PROBLEM TO WORK ON:
Give back all the data exactly, line by line.
⁂
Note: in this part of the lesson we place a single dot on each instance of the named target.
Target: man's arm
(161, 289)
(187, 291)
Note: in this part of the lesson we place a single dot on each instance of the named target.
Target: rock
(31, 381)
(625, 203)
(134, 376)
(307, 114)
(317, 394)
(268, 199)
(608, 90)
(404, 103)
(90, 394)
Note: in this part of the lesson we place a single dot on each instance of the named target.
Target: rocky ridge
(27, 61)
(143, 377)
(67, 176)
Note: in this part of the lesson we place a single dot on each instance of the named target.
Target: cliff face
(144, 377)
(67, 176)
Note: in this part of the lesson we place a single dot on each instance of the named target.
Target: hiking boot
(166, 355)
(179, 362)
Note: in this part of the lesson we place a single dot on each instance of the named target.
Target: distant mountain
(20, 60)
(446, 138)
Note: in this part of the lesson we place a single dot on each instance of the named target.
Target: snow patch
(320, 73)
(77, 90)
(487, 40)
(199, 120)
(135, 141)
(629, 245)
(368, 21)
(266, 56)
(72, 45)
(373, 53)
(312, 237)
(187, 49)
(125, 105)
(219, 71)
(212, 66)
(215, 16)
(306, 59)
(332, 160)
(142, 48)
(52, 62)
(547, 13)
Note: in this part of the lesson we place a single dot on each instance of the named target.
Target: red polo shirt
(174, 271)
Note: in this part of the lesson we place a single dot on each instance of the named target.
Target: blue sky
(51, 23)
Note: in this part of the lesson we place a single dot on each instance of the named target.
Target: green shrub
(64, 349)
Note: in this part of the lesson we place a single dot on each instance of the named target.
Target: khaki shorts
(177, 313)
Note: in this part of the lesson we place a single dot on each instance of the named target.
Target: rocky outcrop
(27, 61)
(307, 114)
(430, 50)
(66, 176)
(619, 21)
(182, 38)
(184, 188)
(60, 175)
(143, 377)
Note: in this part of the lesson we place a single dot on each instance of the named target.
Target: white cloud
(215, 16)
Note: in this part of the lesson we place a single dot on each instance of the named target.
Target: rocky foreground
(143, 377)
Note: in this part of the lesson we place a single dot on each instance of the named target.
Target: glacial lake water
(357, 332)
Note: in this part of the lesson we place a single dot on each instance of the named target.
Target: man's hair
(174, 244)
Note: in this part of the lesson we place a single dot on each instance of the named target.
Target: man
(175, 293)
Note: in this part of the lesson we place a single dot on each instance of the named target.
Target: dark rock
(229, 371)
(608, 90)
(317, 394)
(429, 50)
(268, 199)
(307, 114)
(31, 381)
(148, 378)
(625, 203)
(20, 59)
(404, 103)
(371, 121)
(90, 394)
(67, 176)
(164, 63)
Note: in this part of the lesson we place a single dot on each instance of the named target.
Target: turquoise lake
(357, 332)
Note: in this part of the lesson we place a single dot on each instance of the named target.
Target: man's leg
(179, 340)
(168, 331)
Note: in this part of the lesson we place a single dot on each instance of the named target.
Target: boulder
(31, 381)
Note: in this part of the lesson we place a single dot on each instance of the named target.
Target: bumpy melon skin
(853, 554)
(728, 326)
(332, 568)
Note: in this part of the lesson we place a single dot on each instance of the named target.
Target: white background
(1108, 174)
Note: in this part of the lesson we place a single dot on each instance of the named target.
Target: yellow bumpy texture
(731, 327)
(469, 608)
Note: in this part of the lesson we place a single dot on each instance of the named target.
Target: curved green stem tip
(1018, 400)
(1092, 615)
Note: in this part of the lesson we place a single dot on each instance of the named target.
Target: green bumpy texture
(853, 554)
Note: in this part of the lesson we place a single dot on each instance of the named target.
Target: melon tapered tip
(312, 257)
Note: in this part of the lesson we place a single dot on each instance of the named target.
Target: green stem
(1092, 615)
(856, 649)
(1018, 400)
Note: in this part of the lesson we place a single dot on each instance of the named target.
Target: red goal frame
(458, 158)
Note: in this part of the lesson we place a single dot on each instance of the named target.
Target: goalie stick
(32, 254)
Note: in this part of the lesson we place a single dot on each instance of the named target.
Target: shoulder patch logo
⁂
CORRECT OUTPUT:
Note: in this part of the lesson we place a single dot on each instance of the named target.
Target: man's arm
(161, 289)
(187, 291)
Note: in this part of the lesson we place a single dot on each instance of the named target.
Target: rock
(31, 381)
(625, 203)
(134, 376)
(307, 114)
(317, 394)
(268, 199)
(608, 90)
(404, 103)
(90, 394)
Note: in this part of the lesson we place a single dot on each instance of the named target.
Target: rocky ridge
(27, 61)
(143, 377)
(67, 176)
Note: in this part of the lesson we place a single dot on each instance of the named target.
Target: cliff face
(144, 377)
(67, 176)
Note: in this part of the lesson we place a single dot on each instance of the named target.
Target: hiking boot
(166, 355)
(179, 362)
Note: in this part of the lesson we place a single dot on each instance of the named target.
Target: distant mountain
(20, 60)
(446, 138)
Note: in this part of the lesson we place a single dot on each instance of the named target.
Target: snow patch
(320, 73)
(77, 90)
(487, 40)
(199, 120)
(135, 141)
(629, 245)
(368, 21)
(266, 56)
(72, 45)
(373, 53)
(312, 237)
(187, 49)
(125, 105)
(219, 71)
(212, 66)
(215, 16)
(306, 59)
(332, 160)
(142, 48)
(52, 62)
(547, 13)
Note: in this part of the lesson we place a single dot on each instance of the named target.
Target: red polo shirt
(174, 271)
Note: in this part of the lesson we place a single dot on each instance of the named target.
Target: blue sky
(51, 23)
Note: in this part of the lesson we place a single dot on each instance of the named target.
Target: green shrub
(64, 349)
Note: in this part of the lesson we place a single dot on each instance of the named target.
Target: khaki shorts
(177, 313)
Note: in this part of the lesson we place a single dot on each instance of the named target.
Target: rocky outcrop
(27, 61)
(307, 114)
(430, 50)
(66, 176)
(619, 21)
(182, 38)
(184, 188)
(60, 175)
(143, 377)
Note: in this part of the lesson we place a single dot on each instance of the named target.
Target: white cloud
(215, 16)
Note: in this part of the lesson we place a single dot on each instance of the named target.
Target: rocky foreground
(143, 377)
Note: in this part of the lesson we place a single dot on each instance of the named target.
Target: glacial lake water
(357, 332)
Note: in this part of the lesson we place a single dot on each instance of the named target.
Target: man's hair
(174, 244)
Note: in this part of the lesson we place a single dot on each instance of the named target.
Target: man
(175, 293)
Note: in this part of the lesson we place a single dot on each instance of the named target.
Target: dark rock
(229, 371)
(608, 90)
(317, 394)
(429, 50)
(268, 199)
(307, 114)
(31, 381)
(148, 378)
(625, 203)
(20, 59)
(404, 103)
(371, 121)
(90, 394)
(67, 176)
(164, 63)
Note: in this part of the lesson we place a single dot on each instance of the named target.
Target: turquoise lake
(357, 332)
Note: in this part of the lesson we place a single dot on each instance of the named target.
Target: man's leg
(179, 340)
(168, 331)
Note: in this part of the lesson we place a single dot on each instance of the named target.
Target: boulder
(31, 381)
Note: in this part of the lesson we place a single dot on each instance of the named target.
Target: bumpy melon skin
(853, 554)
(728, 326)
(332, 568)
Note: in this part of the lesson we place a single dot on each instance of the named target.
Target: white background
(1108, 174)
Note: in this part of the lesson we place a single dot on each instance of the named target.
Target: yellow bumpy texture
(731, 327)
(469, 608)
Note: in this part of the lesson we place a single dot on each instance of the named target.
Target: curved green stem tip
(1018, 400)
(1092, 615)
Note: in this part of the lesson we place a single dot on each instance of the named target.
Target: green bumpy texture
(853, 554)
Note: in this part of the lesson we place a single dot on each instance of the named target.
Target: melon tapered tip
(312, 257)
Note: in this part of the lesson we place a single dot on each instance of the named target.
Target: green stem
(1092, 615)
(856, 649)
(1018, 400)
Note: in this part of the lesson we place a single dot on each instance of the named target.
Target: red goal frame
(458, 158)
Note: in this part of the lesson we place a single dot on each instance of the named target.
Target: goalie stick
(32, 254)
Note: in this part of the lesson we place a single dot on each instance of the named target.
Target: shoulder patch logo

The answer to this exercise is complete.